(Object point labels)
start

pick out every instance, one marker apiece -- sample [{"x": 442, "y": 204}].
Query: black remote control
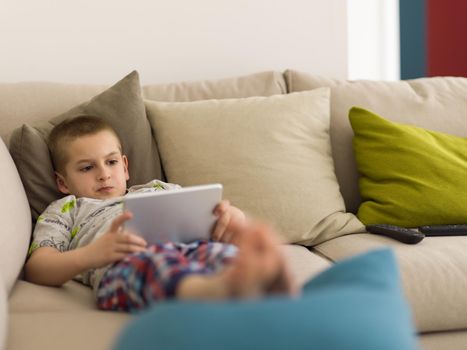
[
  {"x": 401, "y": 234},
  {"x": 444, "y": 230}
]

end

Write out every one of the records above word for word, leaving out the pictures.

▶ **Finished exercise**
pick out every instance, one marker apiece -- sample [{"x": 442, "y": 204}].
Query: black remote control
[
  {"x": 401, "y": 234},
  {"x": 444, "y": 230}
]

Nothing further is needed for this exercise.